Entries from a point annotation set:
-- begin --
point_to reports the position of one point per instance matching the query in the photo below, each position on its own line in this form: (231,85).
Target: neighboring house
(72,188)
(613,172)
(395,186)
-- end --
Task. From the records above, keep only the lines that contain the word "form", and reproduce each of those lines in full. Matching is case-sensitive.

Final result.
point_to reports the position of one point per instance matching the query in the photo below, each position on its own line in this form: (231,85).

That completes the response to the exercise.